REAGAN DELIVERS AFFECTIONATE EULOGY FOR HIS MOTHER-IN-LAW, EDITH DAVIS - The Washington Post
Democracy Dies in Darkness

REAGAN DELIVERS AFFECTIONATE EULOGY FOR HIS MOTHER-IN-LAW, EDITH DAVIS

By
November 1, 1987 at 12:00 a.m. EST

PHOENIX, OCT. 31 -- President Reagan led mourners in a touching memorial service for his mother-in-law today, evoking tears but also laughter in his eulogy to a woman he remembered for her "wit and charm and kindliness."

"How do we say goodbye to someone we've loved for so long, someone of innate tenderness who loved us?" Reagan said of Edith Luckett Davis, 91, who died Monday of a stroke after several years of failing health.

Nancy Reagan, wearing a black suit and looking pale and tired, wept quietly as she listened from the front row, but at times she also laughed at the some of the president's humorous remembrances.

Nancy Reagan, who underwent surgery for breast cancer two weeks ago today, slipped into the church on the arm of the president. When she left, she was wearing dark glasses.

About 200 relatives and friends joined the Reagans for the 35-minute service in the Spanish mission-style St. Thomas The Apostle Catholic Church. Davis, a Presbyterian who was a frequent worshiper at St. Thomas for 36 years, was cremated and interred.

▶ _Data to examine_:
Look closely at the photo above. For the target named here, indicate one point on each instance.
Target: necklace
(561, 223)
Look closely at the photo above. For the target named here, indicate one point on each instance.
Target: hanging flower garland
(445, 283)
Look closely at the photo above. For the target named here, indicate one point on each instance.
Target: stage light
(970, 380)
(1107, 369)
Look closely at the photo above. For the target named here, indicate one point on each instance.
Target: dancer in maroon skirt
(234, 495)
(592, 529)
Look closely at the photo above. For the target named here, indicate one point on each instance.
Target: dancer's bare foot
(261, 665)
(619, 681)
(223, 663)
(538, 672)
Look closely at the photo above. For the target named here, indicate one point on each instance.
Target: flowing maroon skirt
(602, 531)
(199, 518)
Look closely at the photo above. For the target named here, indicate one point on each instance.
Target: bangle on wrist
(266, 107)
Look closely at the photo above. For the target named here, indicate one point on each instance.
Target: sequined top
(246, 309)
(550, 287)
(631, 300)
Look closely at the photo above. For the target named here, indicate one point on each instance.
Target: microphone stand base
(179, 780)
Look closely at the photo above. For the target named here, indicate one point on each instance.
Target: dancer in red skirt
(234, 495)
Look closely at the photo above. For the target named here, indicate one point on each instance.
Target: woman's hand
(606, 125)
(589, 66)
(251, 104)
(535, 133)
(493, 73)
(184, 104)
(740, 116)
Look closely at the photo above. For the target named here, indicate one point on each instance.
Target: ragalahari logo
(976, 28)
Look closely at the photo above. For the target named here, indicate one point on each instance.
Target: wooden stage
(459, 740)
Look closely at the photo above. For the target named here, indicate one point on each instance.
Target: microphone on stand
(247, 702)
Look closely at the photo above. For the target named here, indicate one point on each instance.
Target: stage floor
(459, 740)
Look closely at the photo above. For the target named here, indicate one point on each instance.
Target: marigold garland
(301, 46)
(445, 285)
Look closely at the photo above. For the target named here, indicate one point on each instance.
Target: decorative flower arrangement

▶ _Required tasks_:
(A) Answer these questions from the article about the memorial service for Edith Davis.
(i) How old was Edith Luckett Davis when she died?
(ii) How long did the service in the church last?
(iii) For how many years had Davis been a frequent worshiper at St. Thomas?
(B) Reproduce the passage of the article about the memorial service for Edith Davis that starts at the words "About 200 relatives" and ends after the words "cremated and interred.".
Answer using only the article about the memorial service for Edith Davis.

▶ _Responses by item number_:
(A)
(i) 91
(ii) 35 minutes
(iii) 36 years

(B)
About 200 relatives and friends joined the Reagans for the 35-minute service in the Spanish mission-style St. Thomas The Apostle Catholic Church. Davis, a Presbyterian who was a frequent worshiper at St. Thomas for 36 years, was cremated and interred.